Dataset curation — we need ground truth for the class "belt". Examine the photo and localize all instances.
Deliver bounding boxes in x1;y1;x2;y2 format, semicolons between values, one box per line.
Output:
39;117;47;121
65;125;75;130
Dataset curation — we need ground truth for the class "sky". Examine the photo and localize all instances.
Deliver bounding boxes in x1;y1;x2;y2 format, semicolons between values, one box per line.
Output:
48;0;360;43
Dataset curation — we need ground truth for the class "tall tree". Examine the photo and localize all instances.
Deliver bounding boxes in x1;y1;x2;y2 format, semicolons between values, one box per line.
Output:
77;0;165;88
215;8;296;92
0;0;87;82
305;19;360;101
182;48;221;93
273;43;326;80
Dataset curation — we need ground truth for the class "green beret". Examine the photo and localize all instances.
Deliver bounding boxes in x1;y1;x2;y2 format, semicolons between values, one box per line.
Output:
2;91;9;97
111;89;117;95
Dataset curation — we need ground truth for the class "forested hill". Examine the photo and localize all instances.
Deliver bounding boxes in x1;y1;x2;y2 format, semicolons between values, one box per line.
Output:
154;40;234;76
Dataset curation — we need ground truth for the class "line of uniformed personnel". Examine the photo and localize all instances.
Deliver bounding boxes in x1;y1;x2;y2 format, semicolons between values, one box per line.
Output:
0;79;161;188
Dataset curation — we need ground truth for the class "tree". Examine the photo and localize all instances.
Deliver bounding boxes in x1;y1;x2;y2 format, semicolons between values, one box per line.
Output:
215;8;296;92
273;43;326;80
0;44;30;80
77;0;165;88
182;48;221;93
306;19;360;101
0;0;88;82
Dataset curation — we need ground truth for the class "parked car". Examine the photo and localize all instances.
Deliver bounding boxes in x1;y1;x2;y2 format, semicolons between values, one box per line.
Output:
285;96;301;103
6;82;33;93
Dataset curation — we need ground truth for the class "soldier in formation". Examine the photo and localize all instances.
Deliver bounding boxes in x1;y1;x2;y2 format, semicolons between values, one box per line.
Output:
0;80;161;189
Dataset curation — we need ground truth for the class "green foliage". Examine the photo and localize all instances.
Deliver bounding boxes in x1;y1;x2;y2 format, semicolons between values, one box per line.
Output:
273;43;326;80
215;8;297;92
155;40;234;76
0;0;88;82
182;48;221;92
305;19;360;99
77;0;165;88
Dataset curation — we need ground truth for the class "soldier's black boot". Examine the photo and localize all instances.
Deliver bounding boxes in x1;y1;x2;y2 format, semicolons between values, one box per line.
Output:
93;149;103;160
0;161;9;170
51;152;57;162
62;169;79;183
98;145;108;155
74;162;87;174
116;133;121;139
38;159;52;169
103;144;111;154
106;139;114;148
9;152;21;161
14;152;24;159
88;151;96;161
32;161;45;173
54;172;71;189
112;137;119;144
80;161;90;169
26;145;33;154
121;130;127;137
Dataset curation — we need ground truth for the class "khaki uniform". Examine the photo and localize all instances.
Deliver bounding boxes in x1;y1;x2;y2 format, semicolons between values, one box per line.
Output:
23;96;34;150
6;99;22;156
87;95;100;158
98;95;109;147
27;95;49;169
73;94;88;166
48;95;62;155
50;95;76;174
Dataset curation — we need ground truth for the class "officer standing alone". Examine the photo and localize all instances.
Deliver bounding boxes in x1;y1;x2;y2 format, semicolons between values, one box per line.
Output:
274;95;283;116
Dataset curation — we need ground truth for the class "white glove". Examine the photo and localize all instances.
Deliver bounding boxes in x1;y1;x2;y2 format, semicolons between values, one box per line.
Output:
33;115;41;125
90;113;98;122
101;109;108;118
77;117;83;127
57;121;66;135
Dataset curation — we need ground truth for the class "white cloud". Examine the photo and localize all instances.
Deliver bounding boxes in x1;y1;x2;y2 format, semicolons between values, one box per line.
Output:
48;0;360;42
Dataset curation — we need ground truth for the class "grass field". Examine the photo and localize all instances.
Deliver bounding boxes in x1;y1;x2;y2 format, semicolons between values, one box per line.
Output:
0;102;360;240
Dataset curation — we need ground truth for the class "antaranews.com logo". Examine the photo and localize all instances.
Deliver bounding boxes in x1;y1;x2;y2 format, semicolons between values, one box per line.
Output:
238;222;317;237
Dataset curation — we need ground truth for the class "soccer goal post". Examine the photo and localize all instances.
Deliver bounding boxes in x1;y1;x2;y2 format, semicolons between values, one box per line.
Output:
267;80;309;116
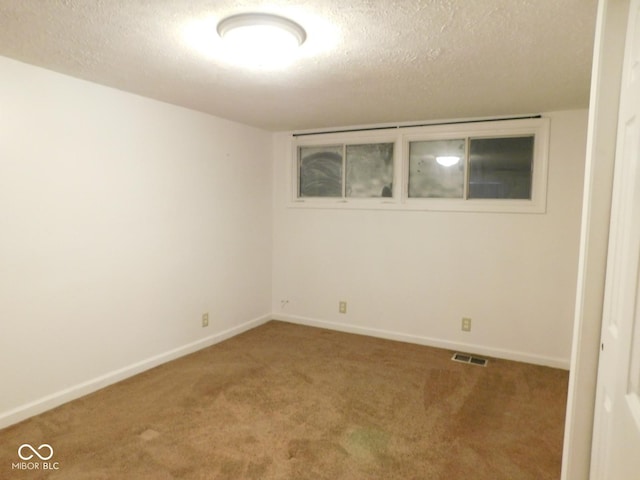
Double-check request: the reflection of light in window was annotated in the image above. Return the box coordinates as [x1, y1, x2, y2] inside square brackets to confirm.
[436, 156, 460, 167]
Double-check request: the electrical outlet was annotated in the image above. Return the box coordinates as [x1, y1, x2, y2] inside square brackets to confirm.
[339, 301, 347, 314]
[202, 313, 209, 328]
[462, 317, 471, 332]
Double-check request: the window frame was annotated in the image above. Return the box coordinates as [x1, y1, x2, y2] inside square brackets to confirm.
[291, 130, 401, 205]
[289, 117, 550, 214]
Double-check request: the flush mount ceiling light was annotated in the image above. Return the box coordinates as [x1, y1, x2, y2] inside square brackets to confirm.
[216, 13, 307, 68]
[436, 156, 461, 167]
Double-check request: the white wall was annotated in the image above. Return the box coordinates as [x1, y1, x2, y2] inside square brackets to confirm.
[272, 110, 588, 368]
[0, 56, 273, 427]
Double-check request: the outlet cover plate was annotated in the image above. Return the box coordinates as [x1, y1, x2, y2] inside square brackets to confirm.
[339, 301, 347, 314]
[462, 317, 471, 332]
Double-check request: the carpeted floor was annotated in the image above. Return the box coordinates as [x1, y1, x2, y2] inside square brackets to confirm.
[0, 321, 568, 479]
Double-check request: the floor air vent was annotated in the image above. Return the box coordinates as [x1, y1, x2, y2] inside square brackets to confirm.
[452, 352, 488, 367]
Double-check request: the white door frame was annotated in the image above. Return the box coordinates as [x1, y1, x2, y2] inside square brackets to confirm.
[561, 0, 629, 479]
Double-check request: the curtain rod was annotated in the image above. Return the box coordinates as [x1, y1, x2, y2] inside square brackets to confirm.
[291, 114, 542, 137]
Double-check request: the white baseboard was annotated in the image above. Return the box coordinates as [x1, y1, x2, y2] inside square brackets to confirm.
[0, 314, 271, 429]
[274, 313, 570, 370]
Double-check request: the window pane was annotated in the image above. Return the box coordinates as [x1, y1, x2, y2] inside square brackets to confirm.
[346, 143, 394, 198]
[408, 139, 465, 198]
[298, 145, 343, 197]
[469, 136, 534, 199]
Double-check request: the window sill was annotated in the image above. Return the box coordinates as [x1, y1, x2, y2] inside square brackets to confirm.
[288, 197, 546, 214]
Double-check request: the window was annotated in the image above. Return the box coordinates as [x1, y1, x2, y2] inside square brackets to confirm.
[406, 135, 535, 200]
[297, 141, 396, 199]
[298, 145, 343, 198]
[346, 143, 394, 198]
[408, 139, 466, 198]
[291, 117, 549, 213]
[469, 136, 534, 199]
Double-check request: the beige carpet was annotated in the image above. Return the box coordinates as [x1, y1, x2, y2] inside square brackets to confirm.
[0, 321, 568, 479]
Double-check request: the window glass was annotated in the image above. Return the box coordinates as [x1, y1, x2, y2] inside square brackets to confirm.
[468, 136, 534, 199]
[346, 143, 394, 198]
[408, 139, 466, 198]
[298, 145, 343, 197]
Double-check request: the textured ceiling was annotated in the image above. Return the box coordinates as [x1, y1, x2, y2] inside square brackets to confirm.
[0, 0, 598, 131]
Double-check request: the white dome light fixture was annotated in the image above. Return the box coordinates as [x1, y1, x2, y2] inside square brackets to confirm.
[217, 13, 307, 69]
[436, 156, 461, 167]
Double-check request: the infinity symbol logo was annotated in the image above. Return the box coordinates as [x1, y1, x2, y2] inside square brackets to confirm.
[18, 444, 54, 461]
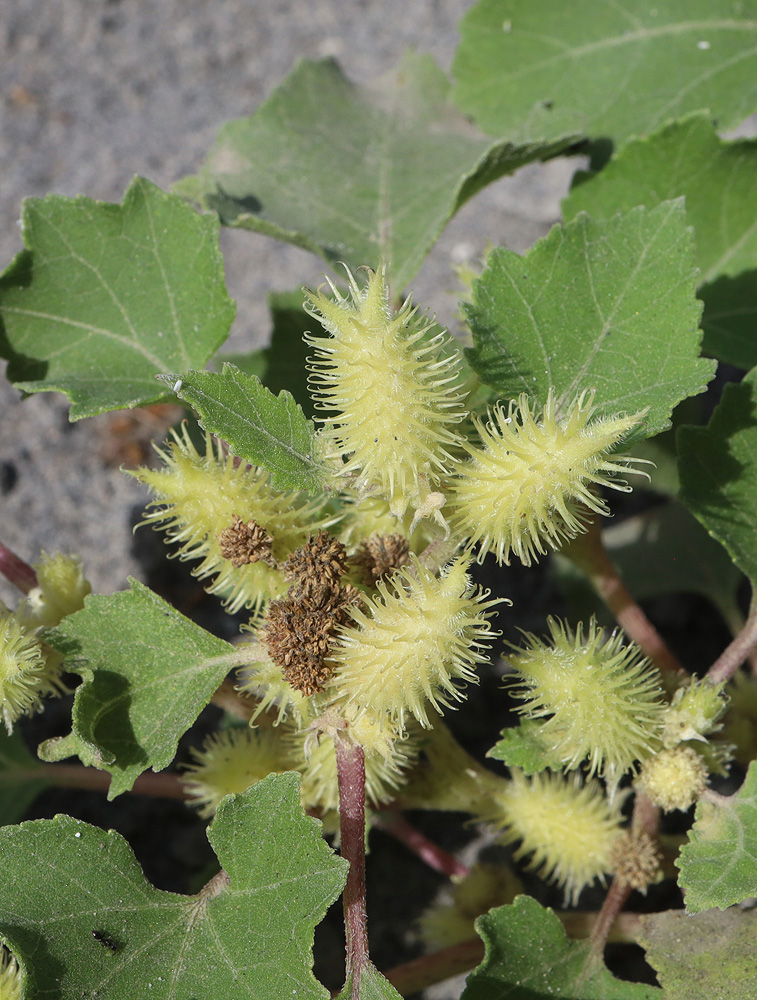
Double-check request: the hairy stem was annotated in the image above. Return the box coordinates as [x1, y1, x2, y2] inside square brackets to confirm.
[0, 541, 38, 594]
[707, 595, 757, 685]
[564, 520, 685, 682]
[370, 810, 470, 879]
[334, 733, 370, 996]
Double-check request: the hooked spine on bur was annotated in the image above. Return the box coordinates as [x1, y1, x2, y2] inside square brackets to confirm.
[449, 389, 649, 566]
[303, 263, 467, 523]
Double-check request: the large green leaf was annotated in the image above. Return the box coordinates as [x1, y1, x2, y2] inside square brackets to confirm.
[156, 363, 323, 494]
[676, 760, 757, 912]
[176, 53, 572, 292]
[41, 579, 241, 798]
[637, 908, 757, 999]
[564, 113, 757, 369]
[0, 774, 347, 1000]
[465, 201, 713, 437]
[0, 176, 235, 419]
[461, 895, 660, 999]
[453, 0, 757, 148]
[678, 366, 757, 586]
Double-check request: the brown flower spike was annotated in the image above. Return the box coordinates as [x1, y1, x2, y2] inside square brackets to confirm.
[352, 533, 410, 586]
[262, 532, 362, 696]
[218, 515, 274, 567]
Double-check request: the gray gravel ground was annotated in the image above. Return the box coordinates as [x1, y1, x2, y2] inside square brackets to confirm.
[0, 0, 577, 603]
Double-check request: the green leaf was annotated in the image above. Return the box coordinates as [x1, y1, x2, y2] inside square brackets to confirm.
[156, 362, 323, 493]
[465, 201, 713, 437]
[637, 908, 757, 999]
[41, 579, 240, 798]
[487, 720, 563, 774]
[217, 289, 314, 418]
[0, 773, 347, 999]
[676, 760, 757, 912]
[176, 53, 572, 291]
[678, 367, 757, 586]
[564, 113, 757, 369]
[453, 0, 757, 148]
[461, 895, 660, 999]
[0, 729, 48, 825]
[0, 176, 235, 419]
[335, 964, 403, 1000]
[602, 501, 745, 635]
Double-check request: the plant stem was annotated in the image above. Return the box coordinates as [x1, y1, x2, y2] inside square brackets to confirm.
[589, 791, 659, 960]
[706, 596, 757, 685]
[370, 810, 470, 879]
[0, 541, 37, 594]
[42, 762, 187, 798]
[564, 520, 686, 682]
[334, 733, 370, 996]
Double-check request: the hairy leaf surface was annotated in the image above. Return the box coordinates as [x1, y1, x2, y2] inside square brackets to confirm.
[157, 363, 323, 493]
[42, 580, 241, 798]
[0, 774, 347, 999]
[177, 53, 572, 290]
[564, 113, 757, 369]
[0, 177, 235, 418]
[466, 201, 713, 437]
[453, 0, 757, 147]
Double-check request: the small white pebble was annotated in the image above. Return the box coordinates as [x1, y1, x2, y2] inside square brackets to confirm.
[74, 831, 81, 838]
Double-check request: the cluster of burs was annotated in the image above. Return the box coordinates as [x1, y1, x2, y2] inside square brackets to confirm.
[0, 266, 739, 914]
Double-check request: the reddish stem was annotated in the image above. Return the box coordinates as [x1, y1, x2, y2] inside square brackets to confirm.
[707, 597, 757, 685]
[42, 763, 187, 798]
[589, 791, 660, 960]
[0, 541, 38, 595]
[564, 520, 686, 682]
[370, 810, 470, 879]
[334, 734, 370, 996]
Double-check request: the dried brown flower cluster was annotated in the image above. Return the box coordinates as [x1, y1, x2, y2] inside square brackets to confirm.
[263, 531, 361, 696]
[351, 533, 410, 586]
[218, 515, 274, 567]
[610, 831, 662, 891]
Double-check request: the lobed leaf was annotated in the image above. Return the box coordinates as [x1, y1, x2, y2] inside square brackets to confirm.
[156, 362, 323, 493]
[676, 760, 757, 912]
[0, 774, 347, 1000]
[41, 579, 241, 798]
[453, 0, 757, 148]
[488, 720, 563, 775]
[176, 53, 573, 291]
[461, 895, 661, 999]
[564, 113, 757, 369]
[0, 176, 235, 419]
[678, 366, 757, 587]
[465, 201, 713, 437]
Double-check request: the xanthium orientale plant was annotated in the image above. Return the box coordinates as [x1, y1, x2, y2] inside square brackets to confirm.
[1, 2, 757, 998]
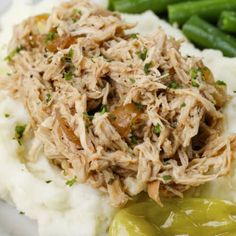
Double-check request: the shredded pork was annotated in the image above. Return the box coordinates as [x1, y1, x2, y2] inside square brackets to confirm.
[4, 0, 236, 206]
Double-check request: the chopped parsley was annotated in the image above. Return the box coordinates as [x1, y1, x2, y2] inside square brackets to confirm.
[72, 8, 82, 22]
[99, 105, 108, 115]
[144, 61, 153, 75]
[189, 68, 199, 79]
[154, 123, 161, 135]
[129, 78, 135, 84]
[73, 8, 82, 16]
[180, 102, 186, 108]
[45, 31, 57, 43]
[68, 48, 74, 60]
[64, 70, 73, 81]
[131, 134, 138, 145]
[108, 178, 115, 185]
[19, 211, 25, 215]
[66, 176, 77, 187]
[5, 46, 24, 61]
[191, 79, 199, 88]
[4, 113, 10, 118]
[63, 50, 75, 80]
[130, 33, 139, 39]
[46, 93, 51, 103]
[45, 180, 52, 184]
[137, 47, 148, 61]
[216, 80, 226, 86]
[134, 102, 144, 111]
[168, 81, 180, 89]
[15, 124, 26, 145]
[163, 175, 172, 181]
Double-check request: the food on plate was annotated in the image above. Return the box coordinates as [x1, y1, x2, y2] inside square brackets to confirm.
[110, 198, 236, 236]
[108, 0, 195, 14]
[183, 15, 236, 57]
[1, 0, 236, 235]
[167, 0, 236, 25]
[218, 11, 236, 34]
[3, 0, 236, 209]
[109, 0, 236, 57]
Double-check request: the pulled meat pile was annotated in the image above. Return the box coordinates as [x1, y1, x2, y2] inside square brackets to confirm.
[4, 0, 236, 206]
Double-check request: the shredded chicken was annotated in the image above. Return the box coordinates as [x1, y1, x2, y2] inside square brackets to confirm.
[4, 0, 236, 207]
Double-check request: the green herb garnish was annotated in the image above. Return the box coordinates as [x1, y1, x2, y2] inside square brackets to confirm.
[64, 71, 73, 81]
[134, 102, 143, 111]
[45, 31, 57, 43]
[15, 124, 26, 145]
[19, 211, 25, 215]
[5, 46, 24, 61]
[168, 81, 180, 89]
[137, 47, 148, 61]
[131, 134, 138, 145]
[99, 105, 108, 115]
[66, 176, 77, 187]
[216, 80, 226, 86]
[45, 180, 52, 184]
[4, 113, 10, 118]
[189, 68, 199, 79]
[180, 102, 186, 108]
[191, 79, 199, 88]
[68, 48, 74, 60]
[108, 178, 115, 185]
[163, 175, 172, 181]
[144, 61, 153, 75]
[46, 93, 51, 103]
[130, 33, 139, 39]
[154, 123, 161, 135]
[129, 78, 135, 84]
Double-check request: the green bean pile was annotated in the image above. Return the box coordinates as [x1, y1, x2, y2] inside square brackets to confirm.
[109, 0, 236, 57]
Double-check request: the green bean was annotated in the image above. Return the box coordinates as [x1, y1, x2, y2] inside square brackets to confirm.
[218, 11, 236, 34]
[108, 0, 197, 14]
[182, 15, 236, 57]
[168, 0, 236, 25]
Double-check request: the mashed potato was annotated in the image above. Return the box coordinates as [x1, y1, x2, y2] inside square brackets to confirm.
[0, 1, 236, 236]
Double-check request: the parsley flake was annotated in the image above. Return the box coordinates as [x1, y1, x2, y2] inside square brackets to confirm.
[130, 33, 139, 39]
[5, 46, 24, 61]
[15, 124, 26, 145]
[144, 61, 153, 75]
[134, 102, 143, 111]
[64, 71, 73, 81]
[45, 31, 57, 43]
[46, 93, 51, 103]
[163, 175, 172, 181]
[131, 134, 138, 145]
[46, 180, 52, 184]
[68, 48, 74, 60]
[129, 78, 135, 84]
[191, 79, 199, 88]
[154, 123, 161, 135]
[66, 176, 77, 187]
[100, 105, 108, 115]
[180, 102, 186, 108]
[19, 211, 25, 215]
[4, 113, 10, 118]
[216, 80, 226, 86]
[108, 178, 115, 185]
[137, 47, 148, 61]
[168, 81, 180, 89]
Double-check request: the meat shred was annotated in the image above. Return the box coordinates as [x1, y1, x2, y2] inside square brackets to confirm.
[4, 0, 236, 206]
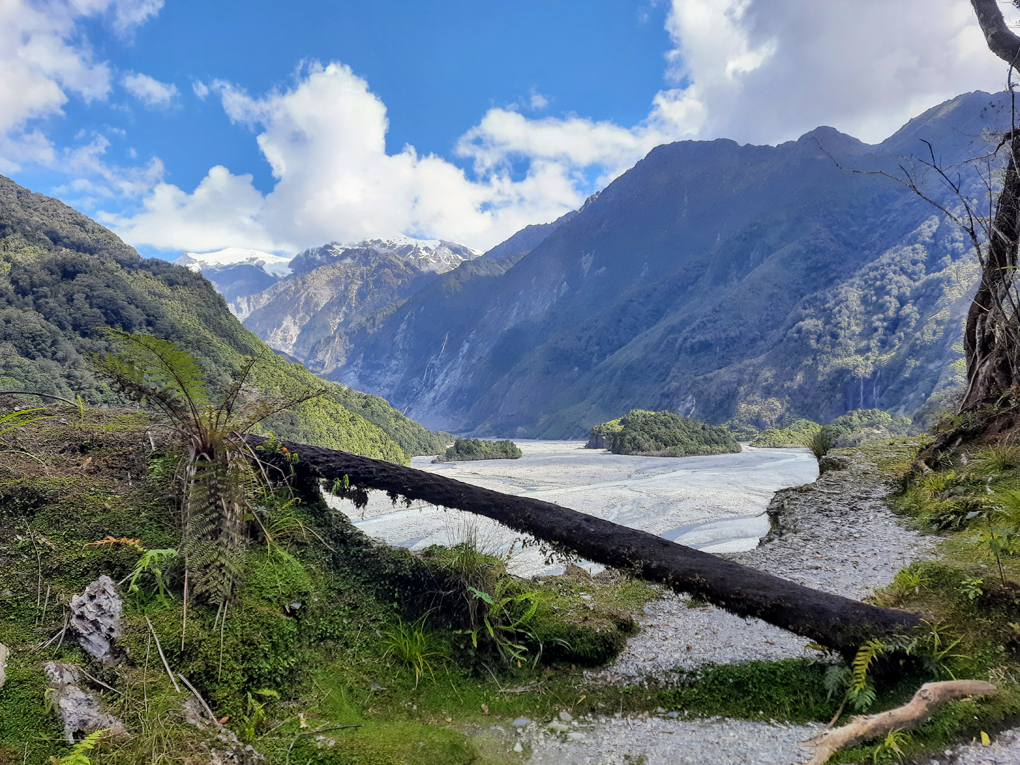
☆ ☆ ☆
> [What to work on]: Copy each line in the listing where "soldier" appears.

> [Answer box]:
Dataset curation — we need ground truth for the class "soldier in formation". Examine the photo and localize all instances.
Dataset curation — we need ground truth for the class "soldier's black boot". Examine the photo and localize all instances.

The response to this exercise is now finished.